++++ Reading text ++++
There are many situations that may warrant removing a senior loved one from a nursing home, especially if there are signs of neglect and/or abuse. The prevalence of nursing home abuse is more than what we want to imagine, and so if we notice signs that something isn’t quite right, then we have to listen to that. Most nursing homes are equipped with the staff and doctors needed to provide a quality of care for elderly residents. However, consider the fact that one in every three seniors living at a care facility is likely to experience mistreatment. And because many residents may be too fearful to come forward in the first place, the occurrence rate may be even higher than that.
What can I do if I suspect nursing home abuse?
If you believe that your senior loved one is being abused in a nursing home facility, then you must act as soon as possible. As a lawyer for Montana elder law from Silverman Law Office, PLLC may warn, the situation may escalate quickly without intervention from family, lawyers, and law enforcement. Signs of nursing home abuse must be taken seriously, and any changes with the senior’s care, medical conditions, or personality should not be discounted. Signs of nursing home abuse are listed as follows:
- Refusing help from specific staff members or doctors
- Seeming afraid or nervous in their demeanor
- WIthdrawing from socializing with family or other residents
- Unexplained injuries or new conditions
- Visible wounds, bruises, cuts, restraint marks
- Unkempt appearance and living space
- Unexplained bank transactions
- Sudden alterations to estate plan documents
- Incidents of mood swings or personality changes
In what ways does nursing home abuse happen?
++++ Record extracts ++++
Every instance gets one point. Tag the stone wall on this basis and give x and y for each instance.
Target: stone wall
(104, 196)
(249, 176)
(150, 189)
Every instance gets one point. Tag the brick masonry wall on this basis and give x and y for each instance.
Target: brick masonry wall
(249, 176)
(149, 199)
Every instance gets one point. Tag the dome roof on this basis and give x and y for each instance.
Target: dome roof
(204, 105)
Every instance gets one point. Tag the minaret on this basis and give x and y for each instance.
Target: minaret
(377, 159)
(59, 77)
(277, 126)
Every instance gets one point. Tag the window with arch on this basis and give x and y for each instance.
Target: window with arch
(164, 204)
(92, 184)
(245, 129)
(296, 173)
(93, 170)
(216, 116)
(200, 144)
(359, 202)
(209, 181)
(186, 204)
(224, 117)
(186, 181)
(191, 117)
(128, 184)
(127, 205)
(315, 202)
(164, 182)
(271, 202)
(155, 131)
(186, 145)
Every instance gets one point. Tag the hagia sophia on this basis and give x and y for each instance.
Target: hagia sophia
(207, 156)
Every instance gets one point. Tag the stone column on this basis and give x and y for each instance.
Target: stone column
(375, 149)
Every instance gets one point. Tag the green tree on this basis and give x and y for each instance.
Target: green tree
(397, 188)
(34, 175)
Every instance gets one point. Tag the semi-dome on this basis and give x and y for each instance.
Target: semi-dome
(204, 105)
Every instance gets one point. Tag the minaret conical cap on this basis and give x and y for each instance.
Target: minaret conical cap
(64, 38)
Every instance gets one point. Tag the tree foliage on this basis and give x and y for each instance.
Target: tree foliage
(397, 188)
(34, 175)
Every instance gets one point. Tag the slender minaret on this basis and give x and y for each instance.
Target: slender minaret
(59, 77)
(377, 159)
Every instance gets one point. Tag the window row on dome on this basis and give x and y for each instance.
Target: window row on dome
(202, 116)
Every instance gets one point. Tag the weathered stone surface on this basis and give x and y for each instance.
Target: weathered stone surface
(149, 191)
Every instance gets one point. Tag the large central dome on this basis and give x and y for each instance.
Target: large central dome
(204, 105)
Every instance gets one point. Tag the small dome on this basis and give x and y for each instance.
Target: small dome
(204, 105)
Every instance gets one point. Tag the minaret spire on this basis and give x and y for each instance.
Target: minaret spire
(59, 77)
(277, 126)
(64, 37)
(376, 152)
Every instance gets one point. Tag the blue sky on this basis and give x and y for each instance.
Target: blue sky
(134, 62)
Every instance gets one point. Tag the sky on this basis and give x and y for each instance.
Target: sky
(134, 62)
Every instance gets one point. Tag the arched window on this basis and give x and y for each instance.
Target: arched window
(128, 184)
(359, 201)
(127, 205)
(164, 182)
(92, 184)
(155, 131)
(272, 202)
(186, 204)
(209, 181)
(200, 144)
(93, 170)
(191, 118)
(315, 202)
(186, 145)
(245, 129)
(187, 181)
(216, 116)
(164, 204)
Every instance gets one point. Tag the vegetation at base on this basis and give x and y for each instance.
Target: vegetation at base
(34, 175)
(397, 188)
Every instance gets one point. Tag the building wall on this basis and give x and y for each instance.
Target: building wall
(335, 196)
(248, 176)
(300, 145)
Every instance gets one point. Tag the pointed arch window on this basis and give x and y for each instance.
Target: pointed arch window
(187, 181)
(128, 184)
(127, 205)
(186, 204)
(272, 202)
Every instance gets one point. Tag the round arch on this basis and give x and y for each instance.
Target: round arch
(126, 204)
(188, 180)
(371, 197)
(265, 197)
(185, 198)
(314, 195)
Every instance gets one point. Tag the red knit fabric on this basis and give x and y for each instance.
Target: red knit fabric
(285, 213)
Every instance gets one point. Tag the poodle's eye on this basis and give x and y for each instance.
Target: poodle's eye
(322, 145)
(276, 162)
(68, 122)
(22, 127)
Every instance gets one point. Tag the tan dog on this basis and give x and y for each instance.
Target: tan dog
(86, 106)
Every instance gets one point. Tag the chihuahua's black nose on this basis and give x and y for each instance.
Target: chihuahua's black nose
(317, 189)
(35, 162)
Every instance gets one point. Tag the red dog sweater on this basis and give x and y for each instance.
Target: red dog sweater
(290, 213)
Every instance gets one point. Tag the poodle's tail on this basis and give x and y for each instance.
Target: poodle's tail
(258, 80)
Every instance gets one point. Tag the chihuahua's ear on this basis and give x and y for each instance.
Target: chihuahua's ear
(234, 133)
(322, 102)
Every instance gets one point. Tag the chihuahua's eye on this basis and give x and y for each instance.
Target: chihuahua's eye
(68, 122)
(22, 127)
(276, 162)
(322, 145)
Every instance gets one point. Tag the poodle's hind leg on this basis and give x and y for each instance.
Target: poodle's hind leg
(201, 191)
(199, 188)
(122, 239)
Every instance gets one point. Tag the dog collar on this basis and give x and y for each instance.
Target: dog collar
++++
> [Problem description] Extend the piece on nursing home abuse by writing the section that follows its last heading.

> [Reply]
Nursing home abuse can take on many forms. Those living in a senior facility may be vulnerable to financial exploitation, sexual assault, physical harm, emotional manipulation, verbal threats, and more. Ensure that your loved one is safe by visiting often and being involved in their care. If the standards are below what you think should be offered to your loved one then removing them from the facility may be needed. Discuss with your relative how and to what extent they have been neglected or harmed. But keep in mind that some may be too afraid to be honest, and you may have to rely on other signs or symptoms to determine what may be going on. Talk with the facility administrators about your worries, as they should have a report and grievance resolution process that you can follow.
As a family member who is worried about their senior loved one, with help from a lawyer, such as a team member from Silverman Law Office, PLLC, there are steps you can take to protect them right now. You may have to file a complaint with the appropriate state agency if the response from the facility is inadequate. Intervention with support from a lawyer, law enforcement, and other family members can get the senior person somewhere safe where they will no longer be a victim to harm.